→ About this exercise: Would you please transcribe the records below exactly, leaving out the pictures?

→ Saved entries:
===============
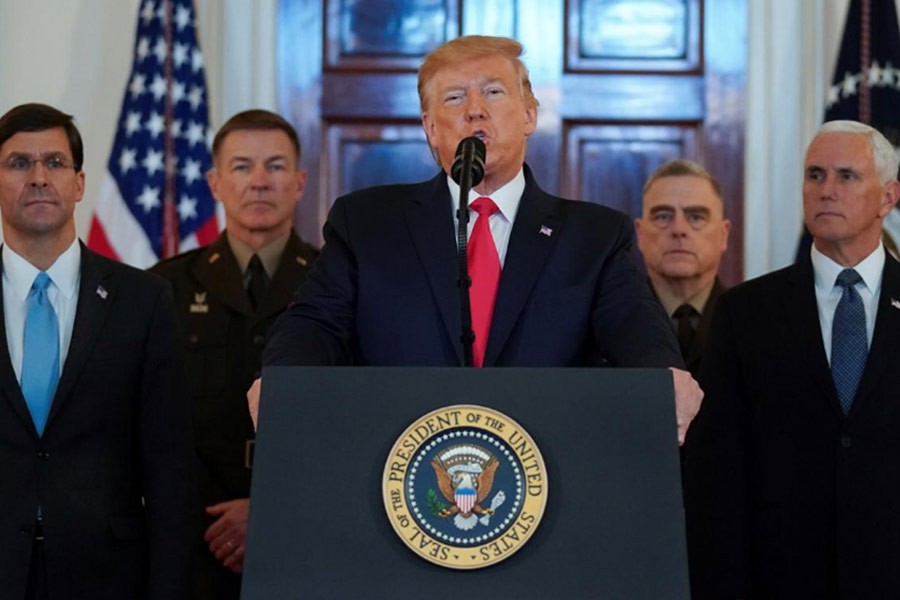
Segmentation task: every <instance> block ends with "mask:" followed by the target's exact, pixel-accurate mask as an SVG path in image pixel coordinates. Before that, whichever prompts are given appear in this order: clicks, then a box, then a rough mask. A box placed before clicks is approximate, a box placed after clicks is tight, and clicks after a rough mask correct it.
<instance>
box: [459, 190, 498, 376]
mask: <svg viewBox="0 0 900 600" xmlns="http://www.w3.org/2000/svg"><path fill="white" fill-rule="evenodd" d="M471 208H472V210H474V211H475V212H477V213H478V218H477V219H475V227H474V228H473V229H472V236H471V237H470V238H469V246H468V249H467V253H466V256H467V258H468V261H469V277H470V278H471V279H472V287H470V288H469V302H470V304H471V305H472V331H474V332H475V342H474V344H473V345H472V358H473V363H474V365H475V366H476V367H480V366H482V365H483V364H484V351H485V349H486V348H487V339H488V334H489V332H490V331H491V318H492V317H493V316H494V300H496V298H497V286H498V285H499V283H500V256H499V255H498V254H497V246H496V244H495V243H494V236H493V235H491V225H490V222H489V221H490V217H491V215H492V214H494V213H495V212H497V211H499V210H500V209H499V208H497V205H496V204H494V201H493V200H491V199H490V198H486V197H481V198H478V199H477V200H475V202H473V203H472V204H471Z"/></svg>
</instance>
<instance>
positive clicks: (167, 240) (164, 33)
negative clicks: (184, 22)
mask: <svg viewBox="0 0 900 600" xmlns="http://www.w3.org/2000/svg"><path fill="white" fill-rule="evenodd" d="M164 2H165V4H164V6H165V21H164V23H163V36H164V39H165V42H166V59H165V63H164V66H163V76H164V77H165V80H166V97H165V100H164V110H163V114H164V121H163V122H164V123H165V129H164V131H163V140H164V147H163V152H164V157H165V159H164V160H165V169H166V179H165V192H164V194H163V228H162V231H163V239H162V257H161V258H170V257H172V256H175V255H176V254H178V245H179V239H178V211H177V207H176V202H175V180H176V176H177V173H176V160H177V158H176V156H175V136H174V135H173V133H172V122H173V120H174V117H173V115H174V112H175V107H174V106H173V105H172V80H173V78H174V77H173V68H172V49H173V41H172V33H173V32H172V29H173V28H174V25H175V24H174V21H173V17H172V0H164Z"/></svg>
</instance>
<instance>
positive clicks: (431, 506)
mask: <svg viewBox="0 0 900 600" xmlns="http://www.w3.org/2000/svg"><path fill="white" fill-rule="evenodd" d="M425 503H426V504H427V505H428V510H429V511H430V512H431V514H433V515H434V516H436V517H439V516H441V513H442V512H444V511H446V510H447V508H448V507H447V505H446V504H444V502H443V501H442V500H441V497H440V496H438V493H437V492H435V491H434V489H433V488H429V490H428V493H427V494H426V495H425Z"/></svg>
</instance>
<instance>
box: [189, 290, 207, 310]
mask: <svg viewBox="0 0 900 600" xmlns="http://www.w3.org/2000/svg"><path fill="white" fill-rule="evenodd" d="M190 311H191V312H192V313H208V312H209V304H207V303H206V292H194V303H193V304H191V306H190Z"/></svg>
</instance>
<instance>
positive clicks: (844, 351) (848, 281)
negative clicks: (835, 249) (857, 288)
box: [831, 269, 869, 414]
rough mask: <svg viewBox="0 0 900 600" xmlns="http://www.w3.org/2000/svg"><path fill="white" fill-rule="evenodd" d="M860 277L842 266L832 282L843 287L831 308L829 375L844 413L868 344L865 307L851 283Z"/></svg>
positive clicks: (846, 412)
===============
→ Result of the task:
Segmentation task: every <instance> block ends with "mask:" followed by the target's exact, pixel-accurate mask as an SVG path in image pixel coordinates. Before that, whichever prompts are given appear in this order: clicks, then a box, then a rough mask. A box placed before clicks is approximate, a box placed after clicks is tight, and clicks after a rough mask correct it.
<instance>
box: [459, 190, 498, 376]
mask: <svg viewBox="0 0 900 600" xmlns="http://www.w3.org/2000/svg"><path fill="white" fill-rule="evenodd" d="M471 208H472V210H474V211H475V212H477V213H478V218H477V219H475V227H474V228H473V229H472V236H471V237H470V238H469V246H468V249H467V253H466V256H467V258H468V261H469V277H470V278H471V279H472V287H470V288H469V302H470V304H471V305H472V331H474V332H475V342H474V344H473V345H472V358H473V363H474V365H475V366H476V367H480V366H482V365H483V364H484V351H485V349H486V348H487V339H488V334H489V332H490V331H491V318H492V317H493V316H494V300H496V298H497V286H498V285H499V283H500V256H499V255H498V254H497V246H496V244H495V243H494V236H493V235H491V225H490V222H489V221H490V217H491V215H492V214H494V213H495V212H497V211H499V210H500V209H499V208H497V205H496V204H494V201H493V200H491V199H490V198H486V197H481V198H478V199H477V200H475V202H473V203H472V204H471Z"/></svg>
</instance>
<instance>
positive clicks: (167, 240) (164, 33)
negative clicks: (184, 22)
mask: <svg viewBox="0 0 900 600" xmlns="http://www.w3.org/2000/svg"><path fill="white" fill-rule="evenodd" d="M164 2H165V4H164V6H165V21H164V23H163V36H164V39H165V42H166V59H165V63H164V66H163V76H164V77H165V80H166V97H165V100H164V110H163V114H164V121H163V122H164V123H165V129H164V131H163V140H164V147H163V152H164V157H165V159H164V160H165V169H166V179H165V192H164V194H163V228H162V231H163V239H162V257H161V258H170V257H172V256H175V255H176V254H178V245H179V239H178V211H177V207H176V202H175V180H176V176H177V173H176V160H177V158H176V156H175V136H174V135H173V133H172V122H173V120H174V117H173V115H174V112H175V107H174V106H173V105H172V80H173V78H174V77H173V68H172V49H173V41H172V33H173V32H172V29H173V28H174V25H175V24H174V21H173V17H172V0H164Z"/></svg>
</instance>
<instance>
positive clicks: (431, 506)
mask: <svg viewBox="0 0 900 600" xmlns="http://www.w3.org/2000/svg"><path fill="white" fill-rule="evenodd" d="M425 503H426V504H427V505H428V510H429V511H430V512H431V514H433V515H434V516H436V517H439V516H441V513H442V512H444V511H446V510H447V508H448V507H447V505H446V504H444V502H443V501H442V500H441V497H440V496H438V493H437V492H435V491H434V489H433V488H429V490H428V493H427V494H426V495H425Z"/></svg>
</instance>
<instance>
box: [189, 290, 207, 310]
mask: <svg viewBox="0 0 900 600" xmlns="http://www.w3.org/2000/svg"><path fill="white" fill-rule="evenodd" d="M190 311H191V312H192V313H208V312H209V304H207V303H206V292H194V303H193V304H191V306H190Z"/></svg>
</instance>
<instance>
positive clicks: (844, 351) (848, 281)
negative clicks: (835, 249) (857, 288)
box: [831, 269, 869, 414]
rough mask: <svg viewBox="0 0 900 600" xmlns="http://www.w3.org/2000/svg"><path fill="white" fill-rule="evenodd" d="M860 277L842 266L832 282L843 287L831 308L829 375L844 413L868 344L865 307L851 283Z"/></svg>
positive clicks: (846, 412)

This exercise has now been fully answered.